Exercise brief >> Present every one of the records below as a numbered list, leaving out any blank lines.

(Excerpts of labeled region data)
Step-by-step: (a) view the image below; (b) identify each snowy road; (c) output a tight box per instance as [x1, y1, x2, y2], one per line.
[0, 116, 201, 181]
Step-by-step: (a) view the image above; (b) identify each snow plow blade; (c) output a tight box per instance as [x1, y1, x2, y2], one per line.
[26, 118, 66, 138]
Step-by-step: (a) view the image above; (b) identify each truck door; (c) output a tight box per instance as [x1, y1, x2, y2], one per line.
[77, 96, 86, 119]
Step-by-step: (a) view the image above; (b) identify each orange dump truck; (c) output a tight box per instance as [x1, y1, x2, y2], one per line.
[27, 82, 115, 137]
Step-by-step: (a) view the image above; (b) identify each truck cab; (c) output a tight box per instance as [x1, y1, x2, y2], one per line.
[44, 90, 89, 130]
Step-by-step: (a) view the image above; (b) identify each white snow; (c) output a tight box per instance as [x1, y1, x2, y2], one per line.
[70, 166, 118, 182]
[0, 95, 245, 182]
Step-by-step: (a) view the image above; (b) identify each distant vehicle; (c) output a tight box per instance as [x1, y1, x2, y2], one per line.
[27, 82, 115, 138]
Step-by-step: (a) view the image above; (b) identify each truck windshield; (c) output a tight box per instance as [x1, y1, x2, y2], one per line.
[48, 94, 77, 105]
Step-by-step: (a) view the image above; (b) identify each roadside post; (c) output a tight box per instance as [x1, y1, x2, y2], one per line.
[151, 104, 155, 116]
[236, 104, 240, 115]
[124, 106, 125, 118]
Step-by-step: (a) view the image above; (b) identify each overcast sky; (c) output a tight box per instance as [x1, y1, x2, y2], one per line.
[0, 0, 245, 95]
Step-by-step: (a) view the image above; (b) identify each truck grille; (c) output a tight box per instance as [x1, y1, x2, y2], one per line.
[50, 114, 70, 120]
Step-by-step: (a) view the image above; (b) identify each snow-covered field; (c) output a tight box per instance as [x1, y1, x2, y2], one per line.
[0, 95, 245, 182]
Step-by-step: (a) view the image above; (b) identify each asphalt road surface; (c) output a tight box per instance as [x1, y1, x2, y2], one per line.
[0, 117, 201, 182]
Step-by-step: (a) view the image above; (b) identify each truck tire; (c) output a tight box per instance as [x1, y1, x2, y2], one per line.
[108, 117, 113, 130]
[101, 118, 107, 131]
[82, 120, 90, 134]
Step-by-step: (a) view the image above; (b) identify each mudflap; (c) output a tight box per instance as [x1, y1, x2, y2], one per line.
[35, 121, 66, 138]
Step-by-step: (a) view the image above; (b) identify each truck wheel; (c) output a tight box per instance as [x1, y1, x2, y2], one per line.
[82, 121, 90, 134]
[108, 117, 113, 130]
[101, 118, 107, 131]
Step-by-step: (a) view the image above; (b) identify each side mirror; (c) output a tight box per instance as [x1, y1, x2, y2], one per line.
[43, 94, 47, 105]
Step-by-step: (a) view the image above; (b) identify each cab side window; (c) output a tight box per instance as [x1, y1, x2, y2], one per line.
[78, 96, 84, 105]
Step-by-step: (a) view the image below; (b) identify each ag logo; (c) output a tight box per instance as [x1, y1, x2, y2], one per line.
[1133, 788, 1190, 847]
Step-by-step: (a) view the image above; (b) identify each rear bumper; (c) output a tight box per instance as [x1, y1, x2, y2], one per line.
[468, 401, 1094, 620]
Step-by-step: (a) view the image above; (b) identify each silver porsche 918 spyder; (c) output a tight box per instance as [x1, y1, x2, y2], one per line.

Exercise result >>
1. Step-by-step: (a) view the image below; (b) identify each snowy road; (c) output a tight box per instance as [x1, y1, x2, y2], one per line.
2. [0, 116, 201, 181]
3. Step-by-step: (a) view the image above; (b) identify each snow plow blade; (c) output a tight box per instance as [x1, y1, x2, y2], one per line.
4. [26, 118, 66, 138]
5. Step-by-step: (a) view the image above; (b) identify each truck door; (c) output a tight box per instance as [x1, y1, x2, y2], one per line.
6. [77, 96, 86, 119]
7. Step-by-step: (a) view the image above; (b) identify each orange dump truck; (c) output a tight box per instance as [x1, y1, x2, y2], one per line.
8. [27, 82, 115, 137]
9. Step-by-step: (a) view the image above; (b) identify each truck cab; (c) output a tight box per instance as [x1, y1, x2, y2], one per line.
10. [44, 90, 89, 130]
11. Step-by-step: (a) view the image above; (b) identify each white snow; (c) output a tight box per instance as [x1, y1, x2, y2], one per line.
12. [70, 166, 118, 182]
13. [0, 95, 245, 182]
14. Step-by-step: (a) view the image above; (b) identify each distant vehicle; (c) output a tight box per instance as [x1, y1, x2, y2], one per line.
15. [27, 82, 115, 138]
16. Step-by-step: (a) view the image above; (b) identify each truck windshield; (c) output a tight box per instance as [x1, y1, x2, y2], one per line.
17. [48, 94, 77, 105]
18. Step-by-step: (a) view the image above; (b) identify each roadside post; (c) output a tight box per instance as [x1, y1, x2, y2], one per line.
19. [151, 104, 155, 116]
20. [236, 104, 240, 115]
21. [124, 106, 125, 118]
22. Step-by-step: (a) view the image above; (b) identify each overcast sky; (c) output a tight box per instance as [x1, y1, x2, y2], one per line.
23. [0, 0, 245, 95]
24. Step-by-step: (a) view the image above; (b) identify each truck grille; (c) output a tight box per instance as [x1, y1, x2, y2], one per line.
25. [50, 114, 70, 120]
26. Step-by-step: (a) view the image above; (b) identify each snow-covered field; (c) output a tight box per instance as [x1, y1, x2, y2], one per line.
27. [0, 95, 245, 182]
28. Step-by-step: (a) view the image above; (b) identify each asphalt road surface; (c) output a tight box per instance as [x1, y1, x2, y2], one per line.
29. [0, 117, 201, 182]
30. Step-by-step: (a) view the image above; (b) identify each truck tire; (c) output a tight box per instance as [x1, y1, x2, y2], one per line.
31. [108, 117, 113, 130]
32. [101, 118, 107, 131]
33. [82, 120, 90, 134]
34. Step-by-step: (a) view the image above; (b) identify each mudflap; (c) output a tight box per instance as [x1, y1, x2, y2], one per line.
35. [35, 121, 66, 138]
36. Step-by-step: (a) view the image above; (b) identify each truck wheel; (c) output a tight box per instance as [x1, y1, x2, y2], one per line.
37. [82, 121, 90, 134]
38. [108, 117, 113, 130]
39. [101, 118, 107, 131]
40. Step-by-step: (a) view the image above; (b) identify each side mirror; (c) output a tight box per instance as [x1, y1, x2, y2], one per line.
41. [43, 94, 47, 105]
42. Step-by-step: (a) view the image above; (b) identify each cab side window; (c) output a tight box per instance as [x1, y1, x2, y2], one per line.
43. [78, 96, 84, 105]
44. Step-by-step: (a) view the image below; (b) identify each ag logo; (c) output a tight box per instance as [x1, y1, x2, y2], one per line.
45. [1133, 788, 1190, 847]
46. Step-by-step: (a) view the image above; (b) identify each rear bumper; (c) output a tight box per instance as [x1, y1, x2, y2], one per line.
47. [468, 401, 1094, 620]
48. Step-by-step: (a) view the image above; (b) identify each silver porsche 918 spyder; (c) output a tight box per instance as [x1, y1, x2, y2], one per line.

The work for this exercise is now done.